Starting at the line that has "Q: Provide one point on every instance of the silver" and running through the end of the records, swap "dark trouser" for "black trouser" and write out those lines again with nothing else changed. Leave the pictures out.

______

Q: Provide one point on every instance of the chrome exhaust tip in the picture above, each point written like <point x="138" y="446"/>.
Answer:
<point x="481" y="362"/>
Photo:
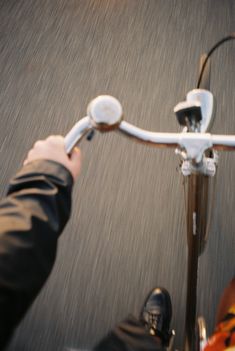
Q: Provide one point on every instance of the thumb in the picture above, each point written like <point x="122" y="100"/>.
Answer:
<point x="75" y="162"/>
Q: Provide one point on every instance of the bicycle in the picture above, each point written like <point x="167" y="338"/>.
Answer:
<point x="198" y="153"/>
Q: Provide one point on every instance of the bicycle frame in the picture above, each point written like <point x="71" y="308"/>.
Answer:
<point x="105" y="114"/>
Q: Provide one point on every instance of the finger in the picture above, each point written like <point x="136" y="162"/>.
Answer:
<point x="75" y="155"/>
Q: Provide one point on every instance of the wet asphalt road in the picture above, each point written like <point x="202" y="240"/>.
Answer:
<point x="127" y="230"/>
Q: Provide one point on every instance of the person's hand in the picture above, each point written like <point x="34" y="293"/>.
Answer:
<point x="53" y="148"/>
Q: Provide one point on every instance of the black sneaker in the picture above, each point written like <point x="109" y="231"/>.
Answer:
<point x="156" y="314"/>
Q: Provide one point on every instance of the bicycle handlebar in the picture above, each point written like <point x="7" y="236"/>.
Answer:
<point x="105" y="114"/>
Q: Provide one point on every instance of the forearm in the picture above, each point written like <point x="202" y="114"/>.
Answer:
<point x="32" y="217"/>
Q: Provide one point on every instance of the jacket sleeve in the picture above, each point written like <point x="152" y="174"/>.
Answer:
<point x="32" y="217"/>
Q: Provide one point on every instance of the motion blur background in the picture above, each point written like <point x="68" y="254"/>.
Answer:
<point x="127" y="232"/>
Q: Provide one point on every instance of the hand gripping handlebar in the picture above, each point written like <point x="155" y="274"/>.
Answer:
<point x="105" y="113"/>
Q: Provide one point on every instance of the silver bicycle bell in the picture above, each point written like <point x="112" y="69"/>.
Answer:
<point x="105" y="112"/>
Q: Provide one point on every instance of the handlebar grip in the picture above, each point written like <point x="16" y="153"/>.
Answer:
<point x="75" y="135"/>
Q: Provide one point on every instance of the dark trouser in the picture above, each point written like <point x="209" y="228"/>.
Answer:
<point x="129" y="335"/>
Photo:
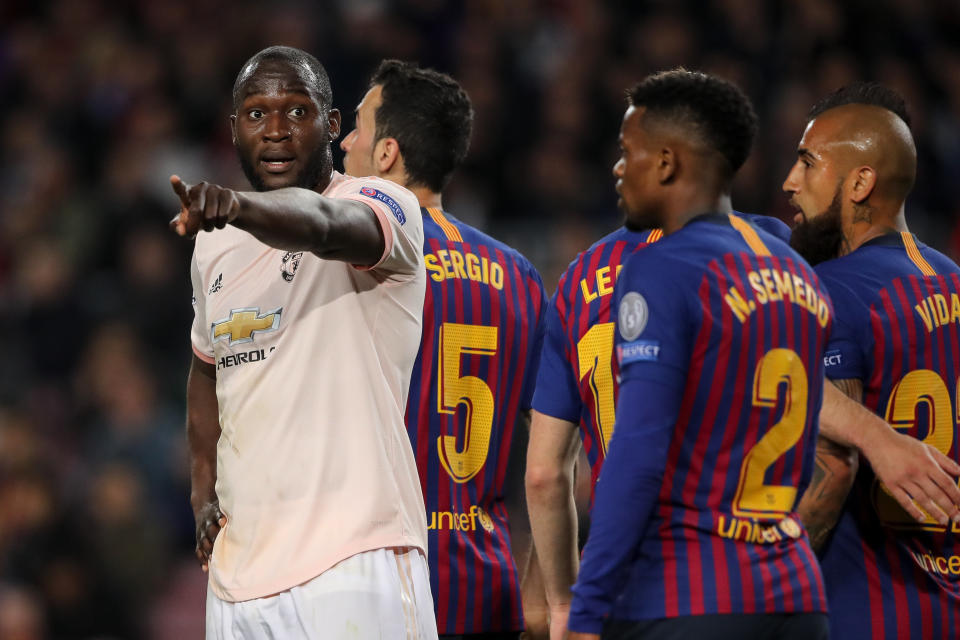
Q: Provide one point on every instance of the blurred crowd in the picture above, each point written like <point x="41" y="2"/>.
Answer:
<point x="104" y="100"/>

______

OUTPUT OF THE TASK:
Q: Provide one point on every instance of the silver bicycle bell in the picture above, each point written like <point x="112" y="69"/>.
Answer:
<point x="105" y="112"/>
Q: Provide one point on every instance of the handlebar grip in the picture above, each point written like <point x="16" y="153"/>.
Answer:
<point x="75" y="135"/>
Q: Provide one point on every instance of the black trouser in the picture above, each point written like <point x="209" y="228"/>.
Answer:
<point x="129" y="335"/>
Photo:
Q: Provide one point on every instance of the blurred crowd in the picture above, each point written like <point x="41" y="2"/>.
Answer:
<point x="104" y="100"/>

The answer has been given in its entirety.